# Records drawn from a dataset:
════════════════════

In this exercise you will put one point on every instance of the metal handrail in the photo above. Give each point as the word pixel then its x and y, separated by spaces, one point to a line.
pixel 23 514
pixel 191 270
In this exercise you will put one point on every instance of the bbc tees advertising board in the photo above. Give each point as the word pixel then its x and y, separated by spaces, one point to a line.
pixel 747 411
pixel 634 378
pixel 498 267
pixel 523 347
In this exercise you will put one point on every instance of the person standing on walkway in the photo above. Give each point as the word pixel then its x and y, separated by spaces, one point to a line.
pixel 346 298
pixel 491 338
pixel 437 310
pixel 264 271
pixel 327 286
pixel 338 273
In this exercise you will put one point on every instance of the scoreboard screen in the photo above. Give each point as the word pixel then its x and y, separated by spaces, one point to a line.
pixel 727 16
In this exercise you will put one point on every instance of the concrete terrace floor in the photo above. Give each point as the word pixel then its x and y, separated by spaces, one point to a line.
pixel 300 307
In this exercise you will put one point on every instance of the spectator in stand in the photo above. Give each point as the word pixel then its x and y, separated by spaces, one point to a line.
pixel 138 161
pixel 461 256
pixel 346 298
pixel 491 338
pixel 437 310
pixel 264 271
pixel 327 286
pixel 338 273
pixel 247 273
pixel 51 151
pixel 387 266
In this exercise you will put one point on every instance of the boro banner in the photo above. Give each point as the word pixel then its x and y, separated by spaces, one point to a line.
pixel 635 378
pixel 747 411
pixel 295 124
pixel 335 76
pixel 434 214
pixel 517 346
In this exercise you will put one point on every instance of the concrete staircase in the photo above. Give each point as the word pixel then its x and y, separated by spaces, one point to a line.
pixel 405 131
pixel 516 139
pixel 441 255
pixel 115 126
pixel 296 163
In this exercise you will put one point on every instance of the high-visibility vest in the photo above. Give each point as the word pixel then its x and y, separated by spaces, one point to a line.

════════════════════

# What you have to do:
Reply with the complete data above, every character as it stands.

# Answer to this exercise:
In this exercise you will put one point on every instance of the metal handrail in the photo above. Give each point as the word pixel then its x and y, separated by spaces, one point to a line.
pixel 23 514
pixel 191 270
In this exercise you will put one point on every instance of the bbc tees advertising board in the photo above. Give each point as the word pixel then its x and y, separated by spaces, one point to a line.
pixel 747 411
pixel 634 378
pixel 498 267
pixel 523 347
In this exercise you will put one point on every instance of the person standing on walkway in the photo above. Give each point as the word pixel then its x and y, separated by spaces, one point to a line.
pixel 346 298
pixel 491 338
pixel 437 310
pixel 264 271
pixel 327 286
pixel 338 273
In this exercise you will put one point on every instance of the scoreboard screen in the photo above. Give each point as the word pixel then its x and y, separated by spaces, one point to a line.
pixel 727 16
In this exercise you will put one point on every instance of the concrete terrace floor in the photo above. Give each point as the word pixel then its x and y, separated by spaces, one point to a line.
pixel 300 307
In this exercise you will put one point on every instance of the spectator in stand in the photo above. Give each point as the word pixel then its x and y, separated by spaces, one point to a line.
pixel 138 161
pixel 461 256
pixel 346 298
pixel 491 338
pixel 437 310
pixel 264 271
pixel 327 286
pixel 338 273
pixel 247 273
pixel 51 151
pixel 387 266
In this exercise you will put one point on every instance of the boro banner in the photo above. Give each point as the word pixel then its x and y, separated by spaces, one point to a line.
pixel 635 378
pixel 747 411
pixel 295 124
pixel 335 76
pixel 434 214
pixel 517 346
In this exercise you will put one point on every instance of the concrete staircase in the photo above. Give each point as the word pixel then its x and y, separated by spaces, one point to a line.
pixel 405 131
pixel 516 139
pixel 441 255
pixel 115 126
pixel 296 163
In this exercise you will put one point on every instance of the high-visibility vest in the photo above. Give each point as the word pixel then its x and y, separated by spaces, one point to a line.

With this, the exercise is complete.